■ Exercise requirements:
Lay out all of the data below as a numbered list, omitting any blank lines.

■ Input rows:

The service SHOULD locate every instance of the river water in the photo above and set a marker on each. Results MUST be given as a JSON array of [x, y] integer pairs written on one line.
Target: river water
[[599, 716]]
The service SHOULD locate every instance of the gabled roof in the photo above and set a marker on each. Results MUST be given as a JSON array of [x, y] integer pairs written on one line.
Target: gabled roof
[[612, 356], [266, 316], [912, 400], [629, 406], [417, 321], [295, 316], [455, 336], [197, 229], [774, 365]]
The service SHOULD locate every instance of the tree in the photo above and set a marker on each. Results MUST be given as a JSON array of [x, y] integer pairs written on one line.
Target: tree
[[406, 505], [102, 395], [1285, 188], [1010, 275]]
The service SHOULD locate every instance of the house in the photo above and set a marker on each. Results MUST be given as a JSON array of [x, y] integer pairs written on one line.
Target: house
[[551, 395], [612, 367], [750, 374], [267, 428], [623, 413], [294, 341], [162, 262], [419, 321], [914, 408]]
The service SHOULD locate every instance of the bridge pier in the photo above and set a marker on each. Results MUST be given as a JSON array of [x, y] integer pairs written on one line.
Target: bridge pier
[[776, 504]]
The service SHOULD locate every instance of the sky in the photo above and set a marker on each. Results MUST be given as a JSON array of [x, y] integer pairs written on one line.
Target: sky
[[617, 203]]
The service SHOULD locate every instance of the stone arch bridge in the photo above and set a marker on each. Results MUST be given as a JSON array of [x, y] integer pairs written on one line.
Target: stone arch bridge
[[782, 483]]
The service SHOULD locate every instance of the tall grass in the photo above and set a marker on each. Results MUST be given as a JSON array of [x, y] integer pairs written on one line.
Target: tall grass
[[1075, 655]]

■ Written reply:
1. The service SHOULD locate every instance of the river water in the photo above and set a marker on each. Results MUST be given as a JSON array of [x, y] integer pairs written on one line.
2. Target: river water
3. [[599, 716]]
4. The service SHOULD locate every instance of the gabled roof in the photo above and set a marker on each. Results MUST be given as a JSON array of [x, y] integer pairs written on one line.
5. Target: gabled roof
6. [[612, 356], [266, 316], [912, 400], [629, 406], [417, 321], [295, 316], [455, 336], [197, 229], [774, 365]]
7. The service SHOULD locate every instance of the tree in the photo above and set a marker on each. Results MUST be given as a JSON array of [x, y] integer pairs written on one line.
8. Target: tree
9. [[406, 505], [102, 395], [1285, 188], [1010, 275]]
10. The service SHOULD locate every instance of the house in the photo above and set a marker on each. Results MUST be given as a JSON array of [x, y] integer pairs written on one line.
11. Target: house
12. [[551, 395], [612, 367], [750, 374], [267, 428], [623, 413], [294, 341], [162, 262], [419, 321], [914, 408]]
13. The service SHOULD locate every instance of the bridge pier in the photo above and set a marker on each. Results MUST be given as a JSON array of [x, y] integer pairs written on one line.
14. Target: bridge pier
15. [[776, 504]]
16. The service SHOULD locate every instance of the sky in the photo above and set a marker on each. Results MUST be given as a JSON array of [x, y] integer pairs written on one line.
17. Target: sky
18. [[617, 203]]
19. The service SHOULD locate every instance of the stone arch bridge in the photo above and set a marker on each. Results MUST be given as a JSON array of [x, y] integer pairs written on one line.
20. Target: stone arch bridge
21. [[782, 483]]
22. The service SHOULD locate every instance of the tall grass in the photo above and set a marker on each. Results MUST be given as a JSON array of [x, y] integer pairs written on one line.
23. Target: tall grass
24. [[1075, 655]]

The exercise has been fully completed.